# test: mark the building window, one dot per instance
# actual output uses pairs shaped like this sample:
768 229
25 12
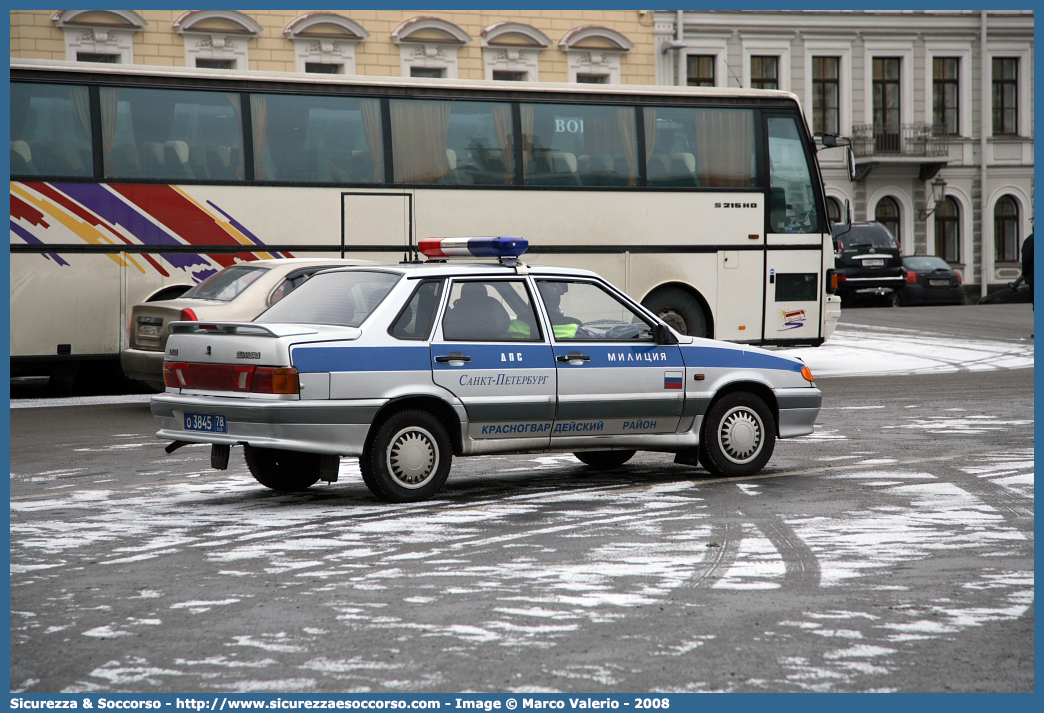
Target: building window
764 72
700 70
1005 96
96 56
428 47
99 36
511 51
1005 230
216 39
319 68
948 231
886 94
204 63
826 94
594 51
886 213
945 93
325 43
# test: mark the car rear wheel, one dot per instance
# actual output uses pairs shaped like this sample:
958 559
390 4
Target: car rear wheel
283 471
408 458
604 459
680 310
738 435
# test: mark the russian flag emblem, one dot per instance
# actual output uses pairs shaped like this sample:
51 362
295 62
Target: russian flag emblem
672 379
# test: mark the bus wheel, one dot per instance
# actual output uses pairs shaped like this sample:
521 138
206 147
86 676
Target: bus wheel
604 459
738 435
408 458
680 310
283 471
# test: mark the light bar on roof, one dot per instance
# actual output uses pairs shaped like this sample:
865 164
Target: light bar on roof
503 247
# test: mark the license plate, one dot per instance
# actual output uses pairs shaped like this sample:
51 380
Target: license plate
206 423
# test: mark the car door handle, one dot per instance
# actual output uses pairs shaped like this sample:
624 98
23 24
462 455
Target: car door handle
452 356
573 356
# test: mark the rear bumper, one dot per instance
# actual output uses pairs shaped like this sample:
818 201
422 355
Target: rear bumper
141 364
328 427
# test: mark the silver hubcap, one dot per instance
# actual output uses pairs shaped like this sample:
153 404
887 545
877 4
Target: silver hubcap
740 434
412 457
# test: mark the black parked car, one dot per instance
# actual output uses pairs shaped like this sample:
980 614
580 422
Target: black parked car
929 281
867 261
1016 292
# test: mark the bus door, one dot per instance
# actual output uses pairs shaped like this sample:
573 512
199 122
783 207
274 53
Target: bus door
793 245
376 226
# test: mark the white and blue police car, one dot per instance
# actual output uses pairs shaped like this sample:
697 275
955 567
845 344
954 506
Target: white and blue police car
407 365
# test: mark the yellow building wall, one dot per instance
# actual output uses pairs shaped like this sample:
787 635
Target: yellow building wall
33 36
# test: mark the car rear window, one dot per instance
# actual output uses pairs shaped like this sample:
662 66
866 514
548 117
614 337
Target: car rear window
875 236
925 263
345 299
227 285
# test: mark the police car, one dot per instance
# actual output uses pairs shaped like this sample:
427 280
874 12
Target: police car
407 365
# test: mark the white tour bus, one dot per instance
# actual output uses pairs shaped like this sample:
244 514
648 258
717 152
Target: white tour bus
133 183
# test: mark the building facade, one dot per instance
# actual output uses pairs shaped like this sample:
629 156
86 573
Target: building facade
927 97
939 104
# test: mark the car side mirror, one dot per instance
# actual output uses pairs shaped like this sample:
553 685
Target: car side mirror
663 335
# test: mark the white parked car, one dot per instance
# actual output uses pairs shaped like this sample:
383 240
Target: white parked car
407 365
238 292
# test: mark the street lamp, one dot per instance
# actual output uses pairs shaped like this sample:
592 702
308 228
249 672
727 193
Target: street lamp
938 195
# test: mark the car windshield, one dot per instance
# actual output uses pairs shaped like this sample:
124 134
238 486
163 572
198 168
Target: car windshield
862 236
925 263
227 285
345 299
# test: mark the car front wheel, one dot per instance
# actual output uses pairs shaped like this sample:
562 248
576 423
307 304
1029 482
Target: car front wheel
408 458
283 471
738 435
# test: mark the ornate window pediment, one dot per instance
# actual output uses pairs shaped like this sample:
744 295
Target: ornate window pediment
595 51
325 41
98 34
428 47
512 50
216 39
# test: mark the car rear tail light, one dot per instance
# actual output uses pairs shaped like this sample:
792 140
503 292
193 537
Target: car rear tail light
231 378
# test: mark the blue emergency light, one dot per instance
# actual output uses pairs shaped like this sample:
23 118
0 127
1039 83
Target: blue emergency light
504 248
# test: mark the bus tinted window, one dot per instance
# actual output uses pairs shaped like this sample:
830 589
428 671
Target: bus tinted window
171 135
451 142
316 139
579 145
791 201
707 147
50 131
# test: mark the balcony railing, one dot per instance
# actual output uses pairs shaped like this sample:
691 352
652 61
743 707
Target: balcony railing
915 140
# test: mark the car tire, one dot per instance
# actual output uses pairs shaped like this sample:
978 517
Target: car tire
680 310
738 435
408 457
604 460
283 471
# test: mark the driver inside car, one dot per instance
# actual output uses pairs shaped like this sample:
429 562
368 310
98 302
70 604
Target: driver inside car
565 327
----------------------------------------
• **What is expected**: After locating the line with "Target: building facade" in the material above, return it and each line after it exactly, ending at the line with "# test: mark the car front".

• **Answer area**:
Target: building facade
927 97
939 104
# test: mark the car side mirror, one dot per instance
# actual output uses pairs shaped like this sample:
553 685
Target: car side mirror
663 335
# test: mark the white parked car, one dot per instance
# actual output uses pairs shaped like this sample:
383 240
Target: white parked car
407 365
238 292
# test: mark the street lamp, one dot per instance
# actual output uses pairs shaped like this sample:
592 702
308 228
249 672
727 193
Target: street lamp
938 195
# test: mark the car windshield, one dot per instance
# actual output uses pairs shaped like this sample:
124 134
238 486
163 572
198 168
Target: car windshield
862 236
925 263
227 285
345 299
# test: mark the car front wheel, one dot per instance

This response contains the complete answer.